| PROBLEM |
Report each line of the records where "lantern" occurs.

(Saved entries)
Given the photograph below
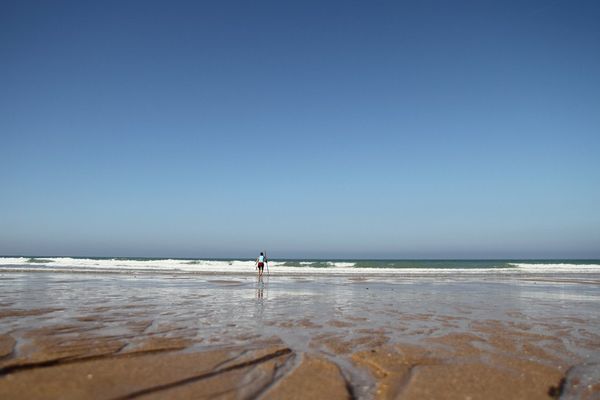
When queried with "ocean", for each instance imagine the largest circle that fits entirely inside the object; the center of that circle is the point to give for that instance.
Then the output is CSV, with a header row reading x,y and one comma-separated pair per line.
x,y
294,266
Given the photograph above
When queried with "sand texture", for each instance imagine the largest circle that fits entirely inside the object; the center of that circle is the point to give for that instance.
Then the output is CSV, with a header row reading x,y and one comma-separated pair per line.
x,y
201,338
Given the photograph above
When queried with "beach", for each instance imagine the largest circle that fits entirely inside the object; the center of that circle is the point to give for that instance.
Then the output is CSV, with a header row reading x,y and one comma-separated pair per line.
x,y
76,335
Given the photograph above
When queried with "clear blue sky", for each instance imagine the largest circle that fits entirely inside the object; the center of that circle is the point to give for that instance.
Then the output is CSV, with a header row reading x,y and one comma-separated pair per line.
x,y
379,129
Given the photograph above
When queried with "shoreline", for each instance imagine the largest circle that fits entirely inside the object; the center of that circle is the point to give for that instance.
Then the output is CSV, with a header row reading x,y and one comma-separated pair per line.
x,y
176,335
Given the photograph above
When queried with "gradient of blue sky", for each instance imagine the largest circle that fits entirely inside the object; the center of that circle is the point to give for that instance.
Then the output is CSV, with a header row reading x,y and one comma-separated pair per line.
x,y
312,128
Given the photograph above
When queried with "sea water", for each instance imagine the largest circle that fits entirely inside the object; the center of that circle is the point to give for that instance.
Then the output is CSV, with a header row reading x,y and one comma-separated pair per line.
x,y
297,266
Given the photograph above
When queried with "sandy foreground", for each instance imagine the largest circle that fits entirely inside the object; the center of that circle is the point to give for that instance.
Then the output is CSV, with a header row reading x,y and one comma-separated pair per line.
x,y
117,336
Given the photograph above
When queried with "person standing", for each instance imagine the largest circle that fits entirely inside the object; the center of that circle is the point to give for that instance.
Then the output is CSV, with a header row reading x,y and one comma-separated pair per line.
x,y
260,263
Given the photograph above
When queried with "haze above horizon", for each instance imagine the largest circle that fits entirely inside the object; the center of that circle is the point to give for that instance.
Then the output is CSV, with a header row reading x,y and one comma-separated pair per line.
x,y
400,130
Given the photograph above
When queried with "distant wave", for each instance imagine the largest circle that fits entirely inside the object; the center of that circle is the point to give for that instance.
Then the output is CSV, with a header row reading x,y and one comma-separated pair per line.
x,y
295,266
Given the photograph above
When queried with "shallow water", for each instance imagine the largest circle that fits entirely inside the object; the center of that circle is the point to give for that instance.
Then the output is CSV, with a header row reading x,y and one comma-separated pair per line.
x,y
328,315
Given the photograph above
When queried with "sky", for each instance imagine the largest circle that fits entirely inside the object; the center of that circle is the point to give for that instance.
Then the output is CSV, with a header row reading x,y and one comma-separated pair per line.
x,y
313,129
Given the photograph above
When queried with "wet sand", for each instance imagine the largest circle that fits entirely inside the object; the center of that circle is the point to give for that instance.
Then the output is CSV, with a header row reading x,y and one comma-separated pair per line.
x,y
106,336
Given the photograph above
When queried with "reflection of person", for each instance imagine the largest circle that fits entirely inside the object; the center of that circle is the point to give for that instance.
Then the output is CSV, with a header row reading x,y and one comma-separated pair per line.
x,y
260,263
259,288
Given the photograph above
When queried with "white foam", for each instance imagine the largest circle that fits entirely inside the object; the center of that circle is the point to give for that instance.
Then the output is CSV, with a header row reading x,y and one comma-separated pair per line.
x,y
278,267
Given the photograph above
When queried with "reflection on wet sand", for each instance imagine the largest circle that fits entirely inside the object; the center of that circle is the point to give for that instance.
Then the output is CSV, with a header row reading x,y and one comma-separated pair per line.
x,y
101,336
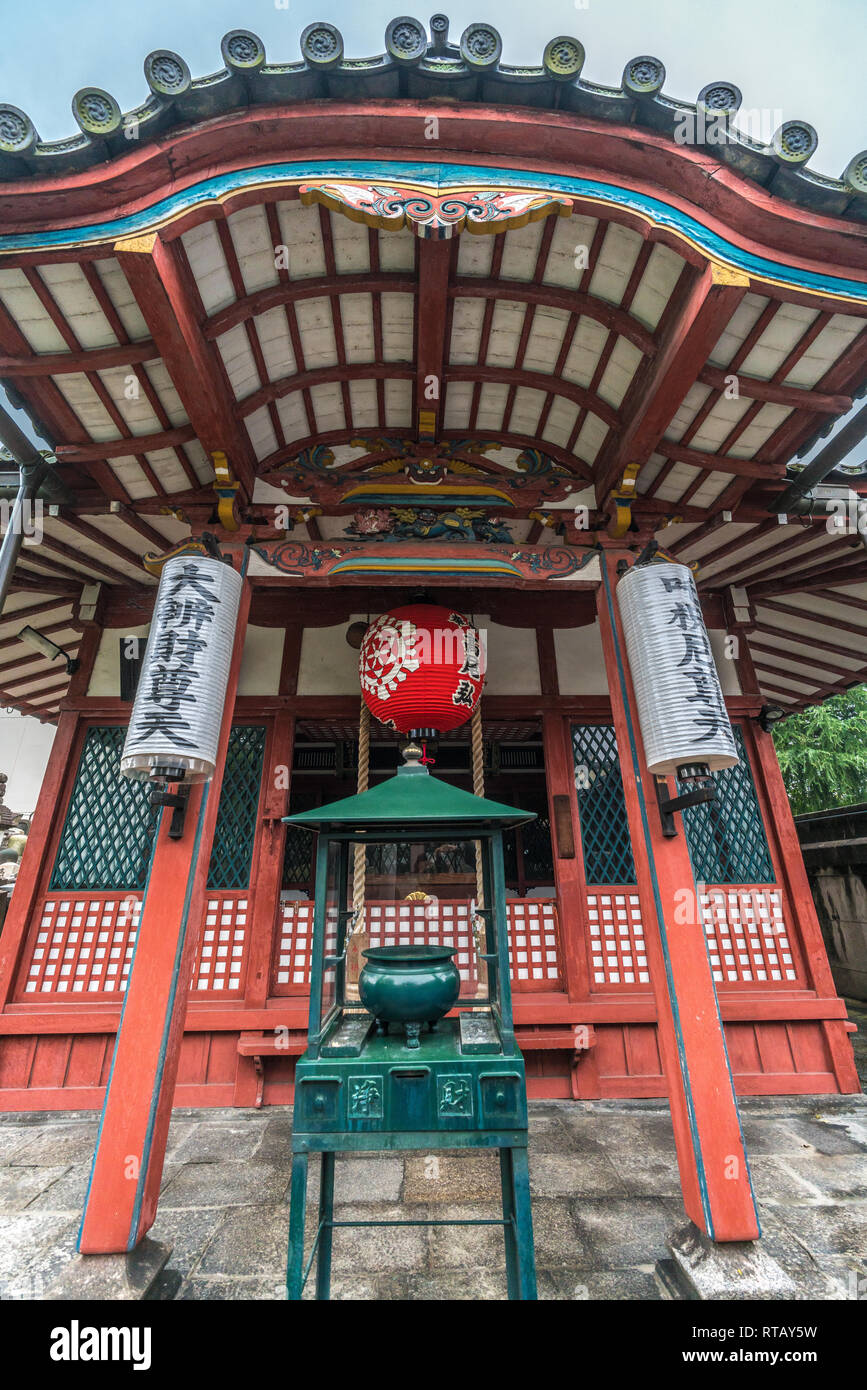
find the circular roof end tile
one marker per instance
(855, 174)
(406, 41)
(242, 52)
(563, 59)
(795, 142)
(439, 31)
(643, 75)
(167, 74)
(17, 131)
(321, 45)
(720, 99)
(481, 46)
(96, 111)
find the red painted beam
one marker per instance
(157, 281)
(719, 463)
(574, 302)
(91, 359)
(712, 1159)
(431, 346)
(124, 1189)
(92, 449)
(707, 307)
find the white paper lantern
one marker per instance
(677, 688)
(178, 706)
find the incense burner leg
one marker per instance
(325, 1228)
(298, 1211)
(520, 1186)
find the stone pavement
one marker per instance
(605, 1187)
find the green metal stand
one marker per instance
(459, 1083)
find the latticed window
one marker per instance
(725, 837)
(109, 831)
(602, 808)
(235, 833)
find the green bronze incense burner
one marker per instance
(409, 926)
(410, 986)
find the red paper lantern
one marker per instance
(421, 667)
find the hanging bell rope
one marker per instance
(356, 929)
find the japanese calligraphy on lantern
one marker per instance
(681, 709)
(423, 666)
(178, 708)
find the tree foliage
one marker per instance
(823, 752)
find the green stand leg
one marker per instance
(298, 1211)
(527, 1264)
(520, 1262)
(509, 1218)
(325, 1228)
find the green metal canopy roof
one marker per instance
(413, 798)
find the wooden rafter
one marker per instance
(156, 277)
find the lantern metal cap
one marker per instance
(413, 798)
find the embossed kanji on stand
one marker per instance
(388, 1070)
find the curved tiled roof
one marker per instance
(428, 68)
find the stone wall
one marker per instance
(834, 847)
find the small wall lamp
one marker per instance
(769, 715)
(43, 644)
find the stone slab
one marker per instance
(737, 1269)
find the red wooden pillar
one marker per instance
(802, 905)
(563, 812)
(712, 1158)
(124, 1189)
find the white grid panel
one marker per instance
(618, 952)
(224, 943)
(748, 937)
(84, 944)
(532, 940)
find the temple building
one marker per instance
(424, 330)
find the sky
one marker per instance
(801, 57)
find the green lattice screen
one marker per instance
(232, 852)
(109, 831)
(602, 809)
(725, 837)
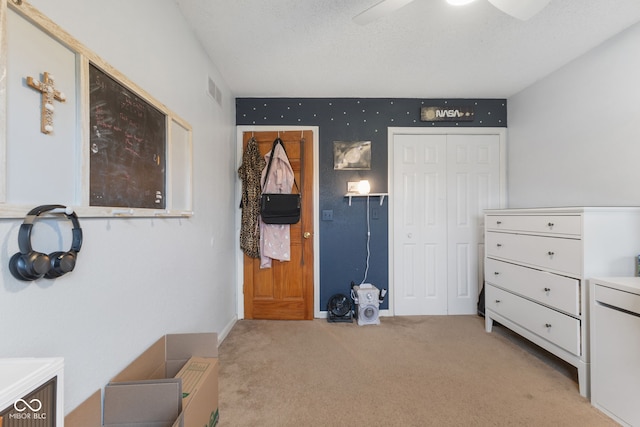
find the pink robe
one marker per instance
(275, 242)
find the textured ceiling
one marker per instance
(427, 49)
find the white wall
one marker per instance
(574, 136)
(136, 279)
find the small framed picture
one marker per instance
(351, 155)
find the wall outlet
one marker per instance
(327, 215)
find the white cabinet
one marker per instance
(536, 264)
(615, 347)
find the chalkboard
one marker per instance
(128, 146)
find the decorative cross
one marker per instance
(49, 93)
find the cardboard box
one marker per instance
(174, 383)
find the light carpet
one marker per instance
(407, 371)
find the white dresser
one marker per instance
(615, 347)
(536, 265)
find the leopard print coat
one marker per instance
(250, 172)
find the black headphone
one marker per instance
(30, 265)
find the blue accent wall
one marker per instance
(343, 240)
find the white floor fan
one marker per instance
(521, 9)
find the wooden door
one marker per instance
(285, 291)
(442, 184)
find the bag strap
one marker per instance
(273, 149)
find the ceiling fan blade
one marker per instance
(521, 9)
(379, 10)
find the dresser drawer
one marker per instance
(558, 328)
(557, 254)
(548, 224)
(559, 292)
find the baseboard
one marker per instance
(226, 330)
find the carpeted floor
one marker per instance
(408, 371)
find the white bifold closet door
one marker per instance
(441, 186)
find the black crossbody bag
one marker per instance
(279, 208)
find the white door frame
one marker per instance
(391, 133)
(316, 216)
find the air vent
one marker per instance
(214, 91)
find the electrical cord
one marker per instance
(366, 271)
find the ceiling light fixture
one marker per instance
(459, 2)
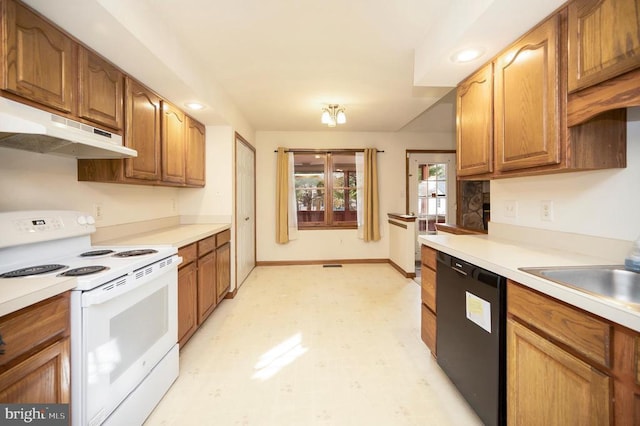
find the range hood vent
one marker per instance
(31, 129)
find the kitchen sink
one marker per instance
(610, 282)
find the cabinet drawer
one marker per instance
(188, 253)
(580, 331)
(24, 330)
(428, 284)
(223, 238)
(428, 329)
(206, 245)
(429, 257)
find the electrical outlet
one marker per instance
(546, 210)
(98, 212)
(511, 208)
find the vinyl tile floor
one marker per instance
(307, 345)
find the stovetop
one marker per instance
(90, 271)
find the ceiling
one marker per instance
(276, 63)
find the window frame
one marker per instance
(329, 189)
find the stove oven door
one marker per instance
(123, 338)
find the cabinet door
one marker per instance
(546, 385)
(187, 302)
(207, 296)
(223, 270)
(475, 123)
(42, 378)
(195, 152)
(604, 40)
(40, 63)
(101, 90)
(143, 132)
(173, 144)
(527, 100)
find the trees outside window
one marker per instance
(325, 185)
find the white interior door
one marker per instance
(432, 191)
(245, 210)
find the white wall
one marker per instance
(336, 244)
(215, 202)
(604, 203)
(32, 181)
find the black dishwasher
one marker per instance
(471, 334)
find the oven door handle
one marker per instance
(127, 283)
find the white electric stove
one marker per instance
(124, 352)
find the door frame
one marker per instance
(239, 139)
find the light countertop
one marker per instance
(18, 293)
(504, 257)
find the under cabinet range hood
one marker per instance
(31, 129)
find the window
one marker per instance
(432, 195)
(325, 185)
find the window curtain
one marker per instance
(286, 209)
(367, 195)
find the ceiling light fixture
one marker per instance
(333, 114)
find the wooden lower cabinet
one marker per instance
(568, 366)
(428, 291)
(187, 302)
(203, 281)
(547, 385)
(207, 291)
(41, 378)
(35, 362)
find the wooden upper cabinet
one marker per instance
(529, 101)
(474, 135)
(195, 153)
(101, 87)
(39, 59)
(143, 132)
(604, 40)
(173, 144)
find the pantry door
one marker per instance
(245, 209)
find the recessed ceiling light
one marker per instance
(467, 55)
(194, 106)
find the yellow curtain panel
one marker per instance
(371, 222)
(282, 194)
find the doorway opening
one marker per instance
(431, 192)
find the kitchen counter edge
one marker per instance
(176, 236)
(505, 257)
(17, 294)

| RESPONSE |
find the white paper lantern
find the red paper lantern
find the japanese calligraphy on lantern
find the lantern metal cap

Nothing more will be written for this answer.